TASK DATA:
────────────────────
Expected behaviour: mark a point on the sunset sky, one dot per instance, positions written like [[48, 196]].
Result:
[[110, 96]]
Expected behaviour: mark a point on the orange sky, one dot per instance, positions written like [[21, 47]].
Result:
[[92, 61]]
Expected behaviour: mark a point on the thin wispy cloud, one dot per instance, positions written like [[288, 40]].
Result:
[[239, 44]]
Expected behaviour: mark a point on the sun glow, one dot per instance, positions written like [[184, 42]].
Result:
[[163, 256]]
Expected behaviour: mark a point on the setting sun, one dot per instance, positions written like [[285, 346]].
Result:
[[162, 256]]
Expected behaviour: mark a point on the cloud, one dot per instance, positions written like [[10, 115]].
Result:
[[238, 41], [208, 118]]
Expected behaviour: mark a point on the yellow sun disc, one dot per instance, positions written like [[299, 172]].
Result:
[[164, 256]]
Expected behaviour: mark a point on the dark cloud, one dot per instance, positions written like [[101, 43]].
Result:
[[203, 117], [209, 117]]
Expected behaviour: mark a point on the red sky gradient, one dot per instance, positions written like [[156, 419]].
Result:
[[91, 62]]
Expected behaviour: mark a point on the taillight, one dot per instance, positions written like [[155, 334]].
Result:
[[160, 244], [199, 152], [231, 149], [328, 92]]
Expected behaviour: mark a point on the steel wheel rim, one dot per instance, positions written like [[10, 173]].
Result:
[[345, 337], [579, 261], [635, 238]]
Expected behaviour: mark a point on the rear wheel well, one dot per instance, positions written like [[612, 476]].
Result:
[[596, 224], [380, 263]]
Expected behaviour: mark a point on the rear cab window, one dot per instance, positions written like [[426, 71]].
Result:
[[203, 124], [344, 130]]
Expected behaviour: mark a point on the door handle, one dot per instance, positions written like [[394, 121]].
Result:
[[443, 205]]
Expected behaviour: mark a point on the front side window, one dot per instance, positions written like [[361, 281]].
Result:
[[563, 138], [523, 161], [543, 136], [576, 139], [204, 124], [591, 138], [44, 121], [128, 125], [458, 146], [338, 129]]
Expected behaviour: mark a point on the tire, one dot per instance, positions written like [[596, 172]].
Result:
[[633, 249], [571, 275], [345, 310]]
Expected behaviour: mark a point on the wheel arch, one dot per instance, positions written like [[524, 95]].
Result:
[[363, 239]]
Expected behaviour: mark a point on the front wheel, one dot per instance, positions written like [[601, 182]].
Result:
────────────────────
TASK PROMPT: Render every line of the listing above as a JSON array of strings, one string per line, with blank lines omitted.

REPLY:
[
  "Expected behaviour: mark a point on the sunset sky, one dot per instance, positions written like [[48, 196]].",
  "Result:",
  "[[110, 96]]",
  "Expected behaviour: mark a point on the orange sky, one dot per instance, positions written like [[21, 47]].",
  "Result:",
  "[[92, 61]]",
  "Expected behaviour: mark a point on the thin wispy cloud, one dot per instance, positions written like [[288, 40]].",
  "Result:",
  "[[239, 44]]",
  "Expected behaviour: mark a point on the sun glow, one dot per instance, positions written like [[184, 42]].",
  "Result:",
  "[[163, 256]]",
  "Expected behaviour: mark a point on the setting sun, one dot per instance, positions written like [[285, 346]].",
  "Result:",
  "[[162, 256]]",
  "Expected behaviour: mark a point on the cloud, one dot per instance, positions written like [[10, 115]].",
  "Result:",
  "[[238, 41], [208, 118]]",
  "Expected behaviour: mark a point on the yellow sun disc, one dot per instance, positions written like [[299, 172]].",
  "Result:",
  "[[164, 256]]",
  "Expected behaviour: mark a point on the dark cloud, one dot per instance, positions written like [[101, 43]].",
  "Result:",
  "[[203, 117], [209, 117]]",
  "Expected behaviour: mark a point on the red sky gradient, one dot per instance, positions written like [[156, 419]].",
  "Result:",
  "[[91, 62]]",
  "Expected behaviour: mark a point on the taillight, one dot per instance, positions written like [[155, 334]].",
  "Result:",
  "[[160, 244], [199, 152], [231, 149], [328, 92]]",
  "Expected behaviour: mark a point on the steel wheel rim, one dot per instance, positions written like [[10, 173]].",
  "Result:",
  "[[345, 337], [579, 261], [635, 238]]",
  "Expected behaviour: mark a point on the rear wheel well, one dot per instance, positions written like [[612, 476]].",
  "Result:",
  "[[596, 224], [380, 263]]",
  "Expected behaviour: mark a point on the rear cab window, one dot per instance, positions written like [[426, 71]].",
  "Result:",
  "[[203, 124], [344, 130]]",
  "Expected behaviour: mark a point on the door handle, one dot per instance, positions written like [[394, 121]].",
  "Result:",
  "[[443, 205]]",
  "Expected behaviour: mark a point on the front side window, one dot per instance, positions written like [[361, 281]].",
  "Result:",
  "[[563, 138], [523, 161], [543, 136], [576, 139], [204, 124], [591, 138], [44, 121], [128, 125], [458, 146], [338, 129]]",
  "Expected behaviour: mark a point on the tire, one dot per instance, positions written like [[596, 172]].",
  "Result:",
  "[[633, 249], [571, 275], [345, 310]]",
  "Expected behaviour: mark a point on the wheel arch, one dot per instance, positions written like [[524, 95]].",
  "Result:",
  "[[363, 239]]",
  "Expected behaviour: mark a point on the front wheel, one dot per instance, positions written like [[601, 182]].",
  "Result:"
]